>>>>>

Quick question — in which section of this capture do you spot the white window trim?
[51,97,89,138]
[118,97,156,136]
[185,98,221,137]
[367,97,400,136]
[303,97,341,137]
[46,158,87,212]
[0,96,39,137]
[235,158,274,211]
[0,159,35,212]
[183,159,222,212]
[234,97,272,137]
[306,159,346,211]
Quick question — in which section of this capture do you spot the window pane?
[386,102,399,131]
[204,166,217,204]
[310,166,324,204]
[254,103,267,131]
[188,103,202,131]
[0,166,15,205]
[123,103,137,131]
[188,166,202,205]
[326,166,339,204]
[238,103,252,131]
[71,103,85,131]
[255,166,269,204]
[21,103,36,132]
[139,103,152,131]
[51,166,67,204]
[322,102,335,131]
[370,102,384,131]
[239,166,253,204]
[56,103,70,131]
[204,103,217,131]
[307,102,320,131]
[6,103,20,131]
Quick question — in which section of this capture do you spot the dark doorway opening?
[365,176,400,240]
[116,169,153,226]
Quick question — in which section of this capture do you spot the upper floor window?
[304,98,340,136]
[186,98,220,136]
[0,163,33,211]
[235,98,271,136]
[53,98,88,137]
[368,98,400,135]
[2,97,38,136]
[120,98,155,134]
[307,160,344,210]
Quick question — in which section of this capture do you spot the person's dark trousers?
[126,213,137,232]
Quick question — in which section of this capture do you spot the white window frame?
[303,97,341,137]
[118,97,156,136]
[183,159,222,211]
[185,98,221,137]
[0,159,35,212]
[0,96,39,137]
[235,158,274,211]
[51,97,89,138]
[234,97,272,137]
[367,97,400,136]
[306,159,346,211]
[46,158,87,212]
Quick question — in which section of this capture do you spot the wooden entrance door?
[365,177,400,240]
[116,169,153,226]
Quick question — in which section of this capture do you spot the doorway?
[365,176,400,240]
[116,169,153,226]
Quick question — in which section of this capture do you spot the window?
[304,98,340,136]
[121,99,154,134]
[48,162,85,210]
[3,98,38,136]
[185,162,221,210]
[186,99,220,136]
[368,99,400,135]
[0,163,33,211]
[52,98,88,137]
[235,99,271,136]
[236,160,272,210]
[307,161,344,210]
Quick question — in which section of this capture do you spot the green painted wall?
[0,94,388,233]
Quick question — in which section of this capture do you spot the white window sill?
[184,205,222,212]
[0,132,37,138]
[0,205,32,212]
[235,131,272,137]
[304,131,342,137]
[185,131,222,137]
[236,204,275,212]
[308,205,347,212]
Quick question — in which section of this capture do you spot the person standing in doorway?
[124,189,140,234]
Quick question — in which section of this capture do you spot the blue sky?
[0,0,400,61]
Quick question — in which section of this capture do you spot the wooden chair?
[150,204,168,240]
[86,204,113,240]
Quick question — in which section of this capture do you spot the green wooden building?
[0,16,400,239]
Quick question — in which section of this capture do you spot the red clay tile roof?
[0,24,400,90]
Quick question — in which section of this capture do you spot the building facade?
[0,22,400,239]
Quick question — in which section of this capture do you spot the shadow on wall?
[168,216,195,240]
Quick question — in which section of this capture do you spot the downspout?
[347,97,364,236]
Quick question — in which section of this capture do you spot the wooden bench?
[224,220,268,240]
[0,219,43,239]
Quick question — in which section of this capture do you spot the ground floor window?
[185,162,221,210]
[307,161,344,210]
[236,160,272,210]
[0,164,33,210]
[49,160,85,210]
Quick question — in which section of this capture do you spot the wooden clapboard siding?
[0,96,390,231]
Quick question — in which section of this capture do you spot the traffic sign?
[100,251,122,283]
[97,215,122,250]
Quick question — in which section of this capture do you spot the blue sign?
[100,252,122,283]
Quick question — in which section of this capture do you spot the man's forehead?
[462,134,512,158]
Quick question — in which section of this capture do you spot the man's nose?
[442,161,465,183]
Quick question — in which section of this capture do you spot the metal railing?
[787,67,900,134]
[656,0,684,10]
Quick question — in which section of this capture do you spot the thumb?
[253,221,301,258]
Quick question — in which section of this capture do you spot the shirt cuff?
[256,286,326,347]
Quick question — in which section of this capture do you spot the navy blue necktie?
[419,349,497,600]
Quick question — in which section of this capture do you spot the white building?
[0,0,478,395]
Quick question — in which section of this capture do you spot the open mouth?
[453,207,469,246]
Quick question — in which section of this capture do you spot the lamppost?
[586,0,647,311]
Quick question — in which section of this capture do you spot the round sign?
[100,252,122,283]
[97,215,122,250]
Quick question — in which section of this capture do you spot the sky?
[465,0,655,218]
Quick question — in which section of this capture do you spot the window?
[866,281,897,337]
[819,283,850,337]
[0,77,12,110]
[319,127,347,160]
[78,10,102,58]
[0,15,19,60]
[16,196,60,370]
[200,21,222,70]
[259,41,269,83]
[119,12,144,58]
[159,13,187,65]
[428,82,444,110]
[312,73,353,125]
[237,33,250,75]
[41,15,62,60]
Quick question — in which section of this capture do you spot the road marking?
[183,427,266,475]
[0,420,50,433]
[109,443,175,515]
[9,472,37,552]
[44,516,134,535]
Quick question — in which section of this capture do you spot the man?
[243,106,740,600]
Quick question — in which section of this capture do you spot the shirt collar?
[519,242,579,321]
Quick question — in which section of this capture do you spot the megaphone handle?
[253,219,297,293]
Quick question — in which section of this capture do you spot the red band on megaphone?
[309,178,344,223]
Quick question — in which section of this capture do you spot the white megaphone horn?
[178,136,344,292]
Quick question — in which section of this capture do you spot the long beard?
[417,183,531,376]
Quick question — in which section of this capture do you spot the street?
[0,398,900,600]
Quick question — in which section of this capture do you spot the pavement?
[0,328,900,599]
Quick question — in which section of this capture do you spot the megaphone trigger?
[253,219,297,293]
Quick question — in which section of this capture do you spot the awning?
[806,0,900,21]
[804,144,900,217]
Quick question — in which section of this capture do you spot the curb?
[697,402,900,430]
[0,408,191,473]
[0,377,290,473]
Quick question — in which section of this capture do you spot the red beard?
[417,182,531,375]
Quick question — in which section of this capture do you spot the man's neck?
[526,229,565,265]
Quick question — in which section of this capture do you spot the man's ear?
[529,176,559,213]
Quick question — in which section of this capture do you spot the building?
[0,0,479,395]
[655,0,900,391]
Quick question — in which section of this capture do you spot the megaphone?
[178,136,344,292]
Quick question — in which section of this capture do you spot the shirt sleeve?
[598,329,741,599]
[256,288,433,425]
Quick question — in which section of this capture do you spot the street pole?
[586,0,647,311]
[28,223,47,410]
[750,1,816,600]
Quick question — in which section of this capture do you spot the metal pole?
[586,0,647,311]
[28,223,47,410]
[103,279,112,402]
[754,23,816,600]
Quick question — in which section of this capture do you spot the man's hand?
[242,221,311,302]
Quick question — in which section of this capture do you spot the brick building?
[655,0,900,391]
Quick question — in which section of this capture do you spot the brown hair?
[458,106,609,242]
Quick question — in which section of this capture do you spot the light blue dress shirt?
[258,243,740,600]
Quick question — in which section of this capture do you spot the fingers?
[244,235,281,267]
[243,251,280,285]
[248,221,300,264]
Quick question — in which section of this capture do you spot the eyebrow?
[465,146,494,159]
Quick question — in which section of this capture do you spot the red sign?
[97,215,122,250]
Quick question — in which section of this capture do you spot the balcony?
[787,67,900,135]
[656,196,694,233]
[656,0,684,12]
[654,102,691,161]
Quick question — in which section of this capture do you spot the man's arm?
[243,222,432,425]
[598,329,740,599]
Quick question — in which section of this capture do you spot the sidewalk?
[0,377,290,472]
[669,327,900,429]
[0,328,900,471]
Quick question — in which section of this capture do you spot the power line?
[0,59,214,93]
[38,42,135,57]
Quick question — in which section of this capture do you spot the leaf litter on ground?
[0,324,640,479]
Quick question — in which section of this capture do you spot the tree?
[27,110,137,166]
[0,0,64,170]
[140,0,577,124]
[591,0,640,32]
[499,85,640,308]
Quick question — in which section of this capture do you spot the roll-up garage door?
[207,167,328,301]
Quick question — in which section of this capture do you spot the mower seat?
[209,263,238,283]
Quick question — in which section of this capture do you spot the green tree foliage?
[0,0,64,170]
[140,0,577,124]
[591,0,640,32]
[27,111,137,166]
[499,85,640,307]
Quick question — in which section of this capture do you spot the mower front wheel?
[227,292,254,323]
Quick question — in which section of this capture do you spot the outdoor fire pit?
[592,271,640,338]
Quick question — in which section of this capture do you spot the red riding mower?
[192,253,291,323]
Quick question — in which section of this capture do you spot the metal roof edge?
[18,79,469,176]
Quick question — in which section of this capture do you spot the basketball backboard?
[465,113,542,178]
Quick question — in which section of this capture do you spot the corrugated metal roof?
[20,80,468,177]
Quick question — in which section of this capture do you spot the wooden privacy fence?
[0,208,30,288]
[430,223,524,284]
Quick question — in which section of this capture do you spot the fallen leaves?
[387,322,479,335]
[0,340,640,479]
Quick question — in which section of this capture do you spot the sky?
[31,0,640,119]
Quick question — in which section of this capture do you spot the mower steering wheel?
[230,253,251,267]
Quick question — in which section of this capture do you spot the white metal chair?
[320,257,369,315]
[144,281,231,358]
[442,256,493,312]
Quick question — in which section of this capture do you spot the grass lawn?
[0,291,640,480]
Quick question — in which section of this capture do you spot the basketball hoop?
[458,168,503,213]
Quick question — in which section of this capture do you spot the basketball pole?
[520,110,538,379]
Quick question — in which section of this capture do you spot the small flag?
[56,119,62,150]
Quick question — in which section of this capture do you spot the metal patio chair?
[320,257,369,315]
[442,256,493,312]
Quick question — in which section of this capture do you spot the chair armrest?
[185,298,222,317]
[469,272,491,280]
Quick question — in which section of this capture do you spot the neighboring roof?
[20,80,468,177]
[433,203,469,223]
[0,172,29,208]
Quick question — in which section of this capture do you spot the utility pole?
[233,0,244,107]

<<<<<

What is needed: Copy the items word for word, starting with the line that contains "the round sign?" and going on through the line that contains "[41,15,62,60]".

Solution:
Quick question — in which section of this capture do you spot the round sign?
[100,252,122,283]
[97,215,122,250]
Quick question — in which section of this capture do you spot the sky?
[465,0,655,218]
Quick question — in which section of this capture do you spot the window?
[866,281,897,337]
[819,283,850,337]
[0,77,12,110]
[319,127,347,160]
[78,10,102,58]
[0,15,19,60]
[16,196,60,370]
[200,21,222,70]
[259,41,269,83]
[119,12,144,58]
[159,13,187,65]
[428,82,444,110]
[312,73,353,125]
[237,33,250,75]
[41,15,62,60]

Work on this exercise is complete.